▶ Instructions for the task
Edit the records below so that every occurrence of "green stadium seat" reads "green stadium chair", keeping all other text unchanged, and leave the pictures out of your answer.

┄┄┄┄┄┄┄┄┄┄┄┄┄┄┄┄┄┄┄┄

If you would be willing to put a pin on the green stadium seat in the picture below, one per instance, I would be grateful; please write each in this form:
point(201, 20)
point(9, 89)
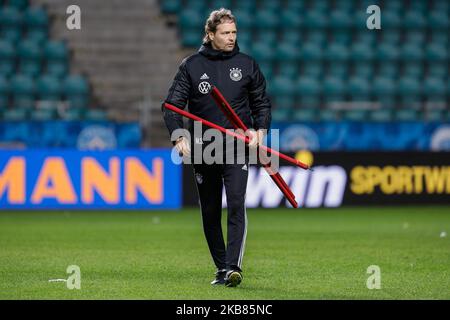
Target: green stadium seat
point(244, 21)
point(356, 115)
point(30, 55)
point(10, 24)
point(407, 115)
point(384, 91)
point(413, 69)
point(49, 91)
point(287, 53)
point(415, 36)
point(412, 52)
point(410, 91)
point(336, 53)
point(191, 38)
point(329, 115)
point(382, 115)
point(15, 114)
point(308, 90)
point(361, 52)
point(363, 70)
point(191, 19)
point(43, 114)
point(282, 86)
point(288, 71)
point(267, 20)
point(438, 69)
point(290, 20)
point(438, 19)
point(76, 90)
point(308, 114)
point(387, 51)
point(315, 19)
point(95, 115)
point(18, 4)
point(388, 69)
point(392, 37)
point(311, 52)
point(280, 114)
point(73, 114)
point(292, 36)
point(263, 52)
point(312, 69)
point(23, 91)
point(340, 19)
point(435, 89)
point(414, 19)
point(7, 58)
point(437, 52)
point(171, 6)
point(434, 115)
point(334, 89)
point(359, 89)
point(36, 18)
point(4, 93)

┄┄┄┄┄┄┄┄┄┄┄┄┄┄┄┄┄┄┄┄

▶ The solution
If you would be willing to put a pin on the green stadium chair in the picture below, one per instance, I would be grateful; please write each in this form:
point(201, 20)
point(9, 89)
Target: green stadium chair
point(244, 21)
point(356, 115)
point(30, 55)
point(10, 24)
point(407, 115)
point(384, 91)
point(413, 69)
point(49, 91)
point(287, 53)
point(415, 36)
point(412, 52)
point(410, 91)
point(336, 53)
point(191, 38)
point(329, 115)
point(382, 115)
point(15, 114)
point(308, 90)
point(361, 52)
point(363, 70)
point(191, 19)
point(43, 114)
point(282, 86)
point(288, 71)
point(267, 20)
point(438, 69)
point(290, 20)
point(438, 19)
point(76, 90)
point(308, 114)
point(387, 51)
point(315, 19)
point(95, 115)
point(18, 4)
point(388, 69)
point(392, 37)
point(311, 52)
point(280, 114)
point(73, 114)
point(292, 36)
point(263, 52)
point(312, 69)
point(23, 91)
point(340, 19)
point(435, 89)
point(414, 19)
point(7, 58)
point(437, 52)
point(171, 6)
point(434, 115)
point(334, 89)
point(359, 89)
point(36, 18)
point(4, 93)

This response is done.